**TASK REQUIREMENTS**
Exactly as written, retype all of the records that come next.

Records from a data collection:
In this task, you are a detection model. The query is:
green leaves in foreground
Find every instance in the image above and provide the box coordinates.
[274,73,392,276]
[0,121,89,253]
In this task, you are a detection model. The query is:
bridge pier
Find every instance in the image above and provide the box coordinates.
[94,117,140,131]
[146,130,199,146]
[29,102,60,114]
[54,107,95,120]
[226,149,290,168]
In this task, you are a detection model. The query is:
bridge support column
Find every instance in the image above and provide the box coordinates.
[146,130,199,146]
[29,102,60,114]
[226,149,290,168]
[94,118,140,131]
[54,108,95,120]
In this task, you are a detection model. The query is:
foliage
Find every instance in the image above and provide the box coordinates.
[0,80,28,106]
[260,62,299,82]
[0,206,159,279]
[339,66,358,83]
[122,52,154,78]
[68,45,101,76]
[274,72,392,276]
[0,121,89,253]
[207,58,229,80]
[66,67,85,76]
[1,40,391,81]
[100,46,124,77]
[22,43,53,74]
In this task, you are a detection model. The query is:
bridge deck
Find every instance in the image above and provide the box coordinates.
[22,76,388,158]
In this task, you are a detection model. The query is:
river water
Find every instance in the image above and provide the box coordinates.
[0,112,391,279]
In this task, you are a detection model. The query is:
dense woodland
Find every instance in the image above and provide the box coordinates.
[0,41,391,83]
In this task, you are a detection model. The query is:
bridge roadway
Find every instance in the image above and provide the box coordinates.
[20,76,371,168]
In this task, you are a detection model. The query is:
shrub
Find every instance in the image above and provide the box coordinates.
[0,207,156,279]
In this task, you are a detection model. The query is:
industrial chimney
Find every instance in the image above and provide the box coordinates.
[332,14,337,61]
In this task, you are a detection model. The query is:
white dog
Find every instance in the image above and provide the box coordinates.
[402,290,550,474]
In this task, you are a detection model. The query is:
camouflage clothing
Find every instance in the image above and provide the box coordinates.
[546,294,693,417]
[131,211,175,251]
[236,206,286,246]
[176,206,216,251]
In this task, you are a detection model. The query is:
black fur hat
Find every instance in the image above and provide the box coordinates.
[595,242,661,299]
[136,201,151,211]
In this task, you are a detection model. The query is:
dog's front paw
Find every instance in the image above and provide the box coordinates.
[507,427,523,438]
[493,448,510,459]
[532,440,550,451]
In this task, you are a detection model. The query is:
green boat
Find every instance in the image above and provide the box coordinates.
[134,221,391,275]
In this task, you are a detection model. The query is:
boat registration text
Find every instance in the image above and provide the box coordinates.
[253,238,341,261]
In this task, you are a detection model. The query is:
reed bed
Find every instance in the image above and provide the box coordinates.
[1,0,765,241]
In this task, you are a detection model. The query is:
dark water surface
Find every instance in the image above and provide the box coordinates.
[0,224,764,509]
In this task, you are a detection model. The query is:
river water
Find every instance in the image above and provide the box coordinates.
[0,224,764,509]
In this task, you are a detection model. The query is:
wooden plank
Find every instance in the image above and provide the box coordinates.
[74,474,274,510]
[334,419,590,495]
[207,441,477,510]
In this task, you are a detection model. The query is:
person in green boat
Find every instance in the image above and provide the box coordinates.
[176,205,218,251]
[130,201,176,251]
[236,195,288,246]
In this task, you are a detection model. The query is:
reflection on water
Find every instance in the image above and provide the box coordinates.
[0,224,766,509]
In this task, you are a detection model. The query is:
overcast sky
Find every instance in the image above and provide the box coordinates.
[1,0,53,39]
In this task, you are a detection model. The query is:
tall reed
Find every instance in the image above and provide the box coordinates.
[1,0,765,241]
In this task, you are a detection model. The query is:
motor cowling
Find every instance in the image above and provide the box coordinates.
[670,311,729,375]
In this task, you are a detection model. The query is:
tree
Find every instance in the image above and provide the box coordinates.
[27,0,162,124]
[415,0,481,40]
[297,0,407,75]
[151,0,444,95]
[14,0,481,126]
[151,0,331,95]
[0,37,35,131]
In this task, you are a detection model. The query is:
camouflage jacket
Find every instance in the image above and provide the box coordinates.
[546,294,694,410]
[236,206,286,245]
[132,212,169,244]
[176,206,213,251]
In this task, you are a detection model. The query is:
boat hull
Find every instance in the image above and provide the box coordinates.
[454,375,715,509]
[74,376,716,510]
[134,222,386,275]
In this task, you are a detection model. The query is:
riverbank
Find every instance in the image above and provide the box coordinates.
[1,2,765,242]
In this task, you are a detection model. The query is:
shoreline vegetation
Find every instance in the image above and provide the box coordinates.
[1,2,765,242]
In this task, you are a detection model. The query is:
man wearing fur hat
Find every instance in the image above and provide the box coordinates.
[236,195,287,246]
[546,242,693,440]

**SOLVED PROBLEM**
In this task, you are a detection model. The query is:
green leaves in foreground
Find every instance in the image above and provide the box coordinates.
[274,73,392,276]
[0,121,89,253]
In this task, you are a detection model. The query is:
bridge pier
Find every instance in the image above and provide the box coordinates.
[94,117,140,131]
[146,130,199,146]
[29,102,60,114]
[54,107,95,120]
[226,149,290,168]
In this task, you are a detection model. The query is:
bridge support column
Find every instance in the image above and provide the box coordinates.
[146,130,199,146]
[29,102,60,114]
[226,149,290,168]
[94,118,140,131]
[54,108,95,120]
In this task, you are a detection model. The query is:
foliage
Find every instance in the image above and provide the box coordinates.
[0,80,28,106]
[260,62,299,82]
[0,206,159,279]
[339,66,358,83]
[122,52,154,78]
[68,45,101,76]
[274,72,392,276]
[0,121,89,253]
[207,58,229,80]
[66,67,85,76]
[1,40,391,81]
[100,46,124,77]
[22,43,53,74]
In this task, you are a detection model. The query is:
bridge deck
Find every instance in the image above and provide the box coordinates.
[22,76,388,158]
In this task, you are a detection model. The query is:
river water
Find every instance in the image above and provide the box coordinates.
[0,112,391,279]
In this task, you are a detection model. The query is:
dense woodland
Find every instance in the image above and provide the box coordinates.
[0,41,391,83]
In this task, you are a detection model. The query is:
bridge roadway
Find every instance in the image above and provide the box coordinates.
[20,76,371,168]
In this task, you are a detection model. The query is:
shrub
Find every instance in the image above and provide the box coordinates.
[0,207,156,279]
In this task, you are a detection model. The query is:
industrial chimney
Find every instance in the image above and provide the box coordinates.
[332,14,337,61]
In this task, you are a detection model. The query is:
white dog
Find every instance in the image above and provide the box coordinates.
[402,290,550,474]
In this task, you are a detection model. The query is:
camouflage clothing
Find every instance in the image above and provide the box coordinates.
[546,294,693,417]
[131,211,175,251]
[236,206,286,246]
[176,206,216,251]
In this task, you are a detection model. The query is:
black fur hat
Find every instance in the image above and provide the box coordinates.
[595,242,661,299]
[136,201,151,211]
In this task, you are a detection model. The query is:
dog's front paw
Find every instance in the image above and provide the box coordinates.
[507,427,523,438]
[493,448,510,459]
[532,440,550,451]
In this task, you are a detection model. The query is:
green boat
Find every instance in the image above and provide the box coordinates.
[134,221,391,275]
In this task, you are a detection model. The query is:
boat registration text
Find every instance in the image above and provide the box coordinates.
[253,238,341,261]
In this task, you are a detection model. The query is:
reed bed
Find every instance in the image above and provide the box coordinates.
[1,0,765,241]
In this task, you are a detection model. The query is:
dark water surface
Find every instance in the image above and provide the box coordinates.
[0,224,764,509]
In this task, you are a detection model. The query is:
river water
Find every instance in the image above and provide the box coordinates.
[0,224,764,509]
In this task, you are a detection model. The query is:
wooden plank
Find every instance in the image above and provide the box coordinates.
[74,474,274,510]
[334,419,590,495]
[207,441,477,510]
In this task, you are a detection model. The query is:
person in green boat
Find every instance in the image above and provide the box coordinates.
[176,205,218,251]
[130,201,176,251]
[236,195,288,246]
In this task, you are a detection model. The query is:
reflection on water
Find every instance in the image above and provide the box coordinates.
[0,224,766,509]
In this task, you are a detection model. The query is:
overcast sky
Find every instance in the image above and provide the box coordinates.
[1,0,53,39]
In this task, you are a detection model. The query is:
tall reed
Find every instance in the image above and provide the box coordinates.
[1,0,765,241]
In this task, you are a detection model. The query is:
motor cowling
Find every instance in the image above and provide the box coordinates.
[670,311,729,375]
In this task, you are a detection model. The query is:
tree
Find every instance in the image above and provide the box coordinates.
[27,0,162,124]
[415,0,481,40]
[297,0,407,75]
[151,0,444,95]
[14,0,481,126]
[151,0,331,95]
[0,37,35,131]
In this task, you are a detection model. The query is:
camouflage jacket
Find every instance in the image above and provide the box coordinates.
[546,294,694,410]
[236,206,286,245]
[132,212,169,244]
[176,206,213,251]
In this task, you are a detection model. The query is:
boat hull
Find every instance in the image above and provide the box coordinates.
[454,375,715,509]
[74,376,716,510]
[134,222,386,275]
In this task, you are a detection model. The query is:
riverbank
Find every instance in the image above and provide the box coordinates.
[1,2,765,242]
In this task, you are a detection model. The query is:
shoreline vegetation
Find every instance in the image above and provide the box coordinates.
[1,2,765,242]
In this task, you are a detection model. The query is:
man wearing fur hat
Find every instance in the image above and provide the box coordinates.
[236,195,287,246]
[546,242,693,440]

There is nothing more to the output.